■ Set task ■
Render each line of the records below as one string in a JSON list, omitting blank lines and leaving out the pictures.

■ Input for this task ■

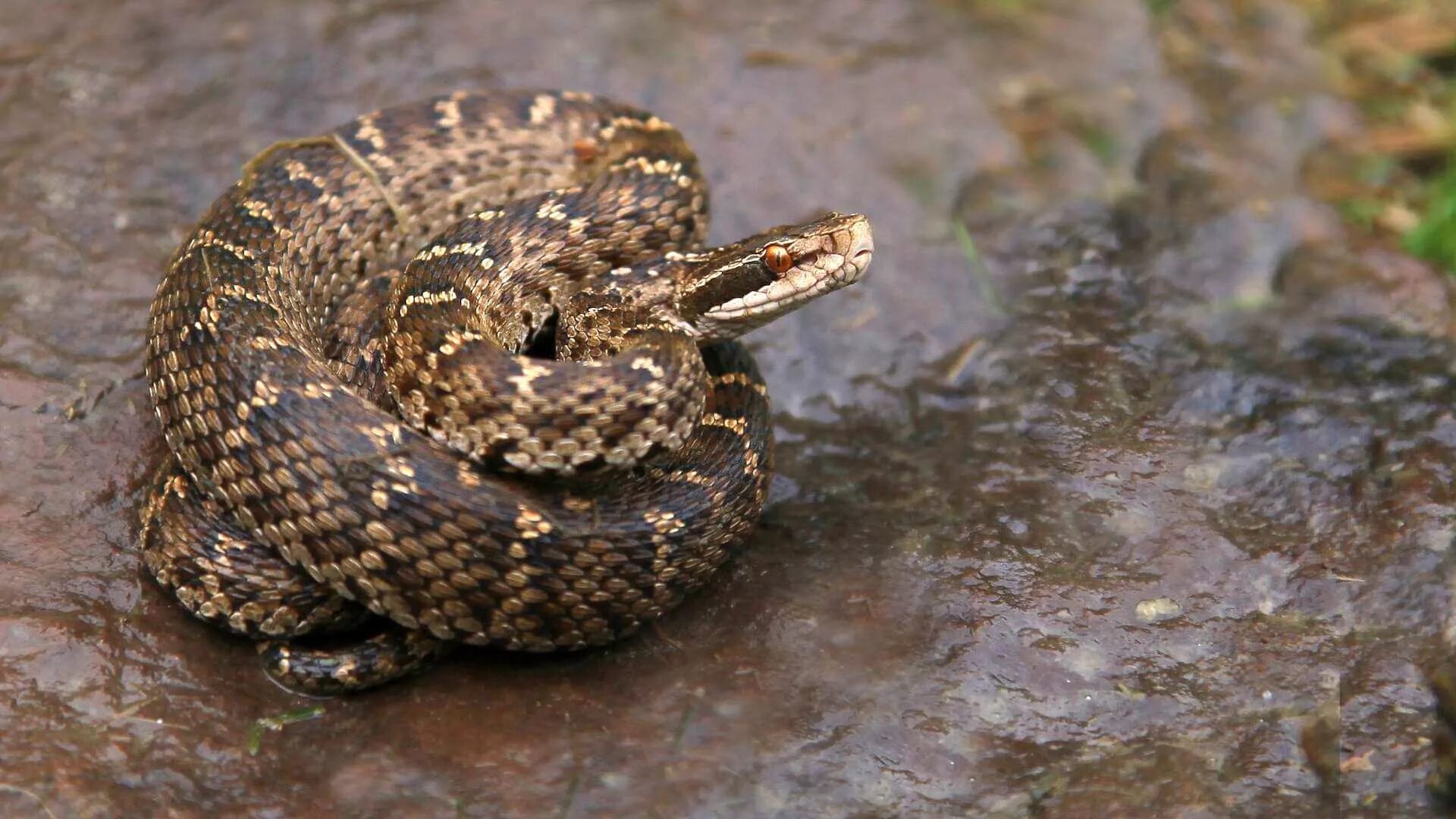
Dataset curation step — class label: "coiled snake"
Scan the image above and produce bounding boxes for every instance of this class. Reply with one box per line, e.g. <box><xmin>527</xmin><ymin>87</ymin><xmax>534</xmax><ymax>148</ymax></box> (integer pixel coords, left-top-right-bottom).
<box><xmin>140</xmin><ymin>92</ymin><xmax>872</xmax><ymax>692</ymax></box>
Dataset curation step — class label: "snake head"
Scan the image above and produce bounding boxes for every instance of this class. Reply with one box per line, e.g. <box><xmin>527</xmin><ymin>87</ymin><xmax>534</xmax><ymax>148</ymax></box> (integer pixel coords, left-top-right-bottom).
<box><xmin>677</xmin><ymin>213</ymin><xmax>875</xmax><ymax>341</ymax></box>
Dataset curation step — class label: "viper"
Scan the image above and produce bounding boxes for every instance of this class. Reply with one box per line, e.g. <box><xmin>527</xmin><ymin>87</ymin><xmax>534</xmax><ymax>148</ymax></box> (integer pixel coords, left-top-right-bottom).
<box><xmin>140</xmin><ymin>92</ymin><xmax>874</xmax><ymax>694</ymax></box>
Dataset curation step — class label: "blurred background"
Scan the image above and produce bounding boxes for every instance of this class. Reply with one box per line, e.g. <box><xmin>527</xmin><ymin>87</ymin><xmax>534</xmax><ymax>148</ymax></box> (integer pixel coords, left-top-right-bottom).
<box><xmin>0</xmin><ymin>0</ymin><xmax>1456</xmax><ymax>816</ymax></box>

■ Answer to the task ■
[
  "Dataset curation step — class label: \"coiled snake\"",
  "Scan the image above and produce bounding boxes for every instance of this class. Reply with one box per line, e.g. <box><xmin>527</xmin><ymin>87</ymin><xmax>534</xmax><ymax>148</ymax></box> (integer pixel coords, left-top-right-bottom).",
  "<box><xmin>140</xmin><ymin>92</ymin><xmax>872</xmax><ymax>692</ymax></box>",
  "Dataset curation step — class label: \"snake head\"",
  "Scan the image above and produce bounding boxes for every instance of this class. Reply with one box per line, e.g. <box><xmin>527</xmin><ymin>87</ymin><xmax>534</xmax><ymax>148</ymax></box> (integer pixel coords, left-top-right-bottom).",
  "<box><xmin>677</xmin><ymin>213</ymin><xmax>875</xmax><ymax>341</ymax></box>",
  "Dataset curation step — class label: \"viper\"",
  "Scan the image above and produce bounding boxes for every instance of this class. Reply with one box per line, e.g. <box><xmin>527</xmin><ymin>87</ymin><xmax>534</xmax><ymax>148</ymax></box> (integer pixel coords, left-top-right-bottom).",
  "<box><xmin>140</xmin><ymin>92</ymin><xmax>874</xmax><ymax>694</ymax></box>",
  "Dataset curation step — class label: \"blurred background\"",
  "Scan the image above and produce bounding boxes for every instance of this class. Reply with one box per line, e.g. <box><xmin>527</xmin><ymin>87</ymin><xmax>534</xmax><ymax>148</ymax></box> (integer pixel coords, left-top-right-bottom).",
  "<box><xmin>0</xmin><ymin>0</ymin><xmax>1456</xmax><ymax>816</ymax></box>"
]